Task a
Could you return the records exactly as they appear, from their start through the line that holds "79), (21, 88)]", with both ends included?

Text section
──────────────────────────────

Loans taken for the purpose of buying a car or for education, have higher rates of default repayment (more then 9.23%, while the evarage is 8.09%) then loans taken for wedding celebration or for buying real estate (7.83% and below). 

## General conclusion

1)Data Preperation:
Missing values- The data file had missing values in two columns - 'days_employed' and 'total_income'.
a.Days_employed: before fixing the null values I had to take care of the anomalies in the data. there were two types of 'days_employed': group of (-) negative values, and group of non-logic high values. what I did is to convert the negative values to their absolute value. After that, I used their mean to update the null values. I left the superhigh values as they are.
(I am not sure I had to take care of this column at all, because the 'days_employed' column don't use for any analysis here)
b.Total_income: I found there are significant differences between the mean/meadian of total_income by groups of the income_type. so I filled the null rows with the group's total income median.

Duplicates - There were 54 duplicates but I decided not to remove them because there are good chances they are real.

Anomalies - I found anomalies in the childrens number values. there were some (-1) and (20) values, which are not logic. since they form only 0.6% of the data, I decided to drop them.

──────────────────────────────

Material for the task
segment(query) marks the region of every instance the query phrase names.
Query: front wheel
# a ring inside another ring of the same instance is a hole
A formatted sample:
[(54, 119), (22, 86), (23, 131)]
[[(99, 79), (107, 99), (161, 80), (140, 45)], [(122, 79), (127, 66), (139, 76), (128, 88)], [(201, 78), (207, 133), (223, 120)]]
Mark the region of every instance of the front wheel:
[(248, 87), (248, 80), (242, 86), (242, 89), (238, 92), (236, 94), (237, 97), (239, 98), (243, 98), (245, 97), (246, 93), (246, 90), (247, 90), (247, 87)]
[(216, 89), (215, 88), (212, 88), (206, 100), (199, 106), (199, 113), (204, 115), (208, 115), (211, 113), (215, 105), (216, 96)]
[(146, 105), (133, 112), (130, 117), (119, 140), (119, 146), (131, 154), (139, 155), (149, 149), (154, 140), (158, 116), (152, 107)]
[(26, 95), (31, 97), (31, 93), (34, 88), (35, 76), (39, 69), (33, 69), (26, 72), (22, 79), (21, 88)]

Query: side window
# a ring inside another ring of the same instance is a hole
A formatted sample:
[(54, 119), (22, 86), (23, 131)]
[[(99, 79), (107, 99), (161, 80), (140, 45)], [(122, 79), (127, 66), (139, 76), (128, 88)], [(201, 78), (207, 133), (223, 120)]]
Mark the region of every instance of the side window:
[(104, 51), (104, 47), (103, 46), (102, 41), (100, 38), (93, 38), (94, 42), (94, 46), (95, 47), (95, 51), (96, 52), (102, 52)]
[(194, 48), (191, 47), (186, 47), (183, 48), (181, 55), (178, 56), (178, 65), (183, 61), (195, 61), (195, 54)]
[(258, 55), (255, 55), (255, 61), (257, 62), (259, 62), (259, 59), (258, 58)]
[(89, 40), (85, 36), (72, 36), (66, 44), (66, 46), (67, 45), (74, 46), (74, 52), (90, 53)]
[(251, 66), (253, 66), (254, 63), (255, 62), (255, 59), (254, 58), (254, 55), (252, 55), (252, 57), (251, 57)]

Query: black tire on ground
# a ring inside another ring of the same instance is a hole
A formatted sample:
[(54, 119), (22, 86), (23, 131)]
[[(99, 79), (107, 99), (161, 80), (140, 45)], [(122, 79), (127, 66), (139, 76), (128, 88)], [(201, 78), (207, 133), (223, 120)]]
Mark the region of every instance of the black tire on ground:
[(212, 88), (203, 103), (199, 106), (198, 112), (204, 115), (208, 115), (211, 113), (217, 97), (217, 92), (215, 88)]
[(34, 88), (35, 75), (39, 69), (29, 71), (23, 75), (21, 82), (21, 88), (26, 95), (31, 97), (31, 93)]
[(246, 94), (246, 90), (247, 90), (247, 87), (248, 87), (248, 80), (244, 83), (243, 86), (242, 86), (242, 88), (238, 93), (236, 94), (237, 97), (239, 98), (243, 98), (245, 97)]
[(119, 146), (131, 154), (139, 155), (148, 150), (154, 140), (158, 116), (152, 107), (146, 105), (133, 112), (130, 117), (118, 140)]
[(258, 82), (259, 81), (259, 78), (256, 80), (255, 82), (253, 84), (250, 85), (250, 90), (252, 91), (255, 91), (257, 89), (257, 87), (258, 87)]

──────────────────────────────

Task b
Retype the passage of the loan default analysis between "a.Days_employed: before fixing" and "as they are.", inclusive, without changing a character.

Complete answer a
segment(query) marks the region of every instance the query phrase names.
Query: front wheel
# a ring inside another ring of the same instance is a hole
A formatted sample:
[(54, 119), (22, 86), (23, 131)]
[[(99, 79), (107, 99), (161, 80), (140, 45)], [(122, 79), (127, 66), (139, 76), (128, 88)], [(201, 78), (207, 133), (223, 120)]]
Mark the region of every instance of the front wheel:
[(248, 87), (248, 80), (242, 86), (242, 89), (238, 92), (236, 94), (237, 97), (239, 98), (243, 98), (245, 97), (246, 93), (246, 90), (247, 90), (247, 87)]
[(216, 89), (215, 88), (212, 88), (206, 100), (199, 106), (199, 113), (204, 115), (208, 115), (211, 113), (215, 105), (216, 96)]
[(146, 105), (133, 112), (130, 117), (119, 140), (119, 146), (131, 154), (139, 155), (149, 149), (154, 140), (158, 116), (152, 107)]
[(26, 95), (31, 97), (31, 93), (34, 88), (35, 76), (39, 69), (33, 69), (26, 72), (22, 79), (21, 88)]

Complete answer b
a.Days_employed: before fixing the null values I had to take care of the anomalies in the data. there were two types of 'days_employed': group of (-) negative values, and group of non-logic high values. what I did is to convert the negative values to their absolute value. After that, I used their mean to update the null values. I left the superhigh values as they are.